Oath Keepers leader and 10 others indicted on Seditious Conspiracy over US Capitol breach

Oath Keeper leader Rhodes/ Facebook

The generation that glorified questioning authority, marching, protesting, rioting and angry-mob violence is now on the opposite side – an embattled “establishment” which dislikes having its authority questioned.

On Jan. 13 the Justice Department charged 11 people who were at the Jan. 6, 2021 protest at the U.S. Capitol with “seditious conspiracy,” the most serious charges stemming from the incident brought so far.

The only person killed outright at the event was an unarmed female protester, shot by a police officer.

Among those charged is Elmer Stewart Rhodes of Granbury, Texas, founder of the Oath Keepers, a group of former military and law-enforcement personnel who once had to swear oaths to the U.S. Constitution and have promised to keep upholding them.

Prosecutors allege Rhodes and others conspired to storm the Capitol and interrupt the tallying of electoral votes in the 2020 presidential election, tainted by strong indications of corruption in Democrat-stronghold cities, election laws widely and hastily changed under the cover of COVID prevention, and a monolithic big-media narrative that could not be questioned.

The protest also followed four years of Democrat questioning, groundless accusations, investigations and impeachment attempts after the surprise election of Donald Trump in 2016.

__________________________________________________

▸ **TASK TO CARRY OUT**: Extend the article on the Oath Keepers indictment by writing what comes after its final sentence. The data that follow come from a separate source and are unrelated to the article on the Oath Keepers indictment.

__________________________________________________

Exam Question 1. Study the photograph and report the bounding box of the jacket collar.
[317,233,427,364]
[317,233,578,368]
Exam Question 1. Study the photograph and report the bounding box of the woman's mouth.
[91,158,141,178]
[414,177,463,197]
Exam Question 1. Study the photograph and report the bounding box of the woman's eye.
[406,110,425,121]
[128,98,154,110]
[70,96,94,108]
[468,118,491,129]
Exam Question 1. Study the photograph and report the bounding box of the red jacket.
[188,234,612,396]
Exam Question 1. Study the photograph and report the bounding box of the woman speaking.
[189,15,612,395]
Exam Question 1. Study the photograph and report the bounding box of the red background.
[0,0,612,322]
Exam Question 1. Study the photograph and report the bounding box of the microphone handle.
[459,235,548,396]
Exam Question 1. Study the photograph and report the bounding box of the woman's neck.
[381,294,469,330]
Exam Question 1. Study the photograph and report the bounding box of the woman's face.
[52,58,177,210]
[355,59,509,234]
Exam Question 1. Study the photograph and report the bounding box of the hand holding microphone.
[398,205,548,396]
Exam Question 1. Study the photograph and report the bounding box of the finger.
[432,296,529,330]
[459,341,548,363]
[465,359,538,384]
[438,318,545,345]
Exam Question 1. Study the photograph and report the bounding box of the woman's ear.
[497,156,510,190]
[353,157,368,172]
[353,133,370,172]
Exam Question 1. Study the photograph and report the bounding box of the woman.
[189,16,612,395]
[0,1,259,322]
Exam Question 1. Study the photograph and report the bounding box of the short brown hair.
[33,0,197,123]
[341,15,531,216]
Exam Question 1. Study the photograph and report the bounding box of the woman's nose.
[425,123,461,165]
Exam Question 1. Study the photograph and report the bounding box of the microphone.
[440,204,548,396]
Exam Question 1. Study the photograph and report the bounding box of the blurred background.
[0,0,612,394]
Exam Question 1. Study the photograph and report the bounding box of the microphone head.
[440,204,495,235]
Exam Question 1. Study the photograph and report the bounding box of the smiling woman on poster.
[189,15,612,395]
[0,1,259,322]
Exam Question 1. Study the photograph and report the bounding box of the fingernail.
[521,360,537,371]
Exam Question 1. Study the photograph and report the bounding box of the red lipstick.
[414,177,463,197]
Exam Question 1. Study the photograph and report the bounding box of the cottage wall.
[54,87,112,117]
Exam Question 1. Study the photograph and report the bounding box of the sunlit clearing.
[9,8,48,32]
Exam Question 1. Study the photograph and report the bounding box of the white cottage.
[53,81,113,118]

__________________________________________________

▸ **ANSWER TO THE EXERCISE**:
A total of 19 people were charged in the three separate indictments. Eleven face seditious conspiracy charges; the rest face counts of corruptly obstructing an official proceeding and other related charges. Rhodes and another man, Edward Vallejo of Phoenix, Ariz., were charged for the first time, but the others have been named in previous indictments.

“The seditious conspiracy indictment alleges that, following the Nov. 3, 2020, presidential election, Rhodes conspired with his co-defendants and others to oppose by force the execution of the laws governing the transfer of presidential power by Jan. 20, 2021,” said the Justice Department.

Jon Moseley, One of Rhodes’ attorneys, told CBS News “I don’t think they’ll be able to prove” the case against Rhodes based off the documents.

Prosecutors charge that Rhodes and his co-conspirators allegedly planned to stop the transfer of power by Jan. 20, 2020, when Joe Biden would be sworn into office.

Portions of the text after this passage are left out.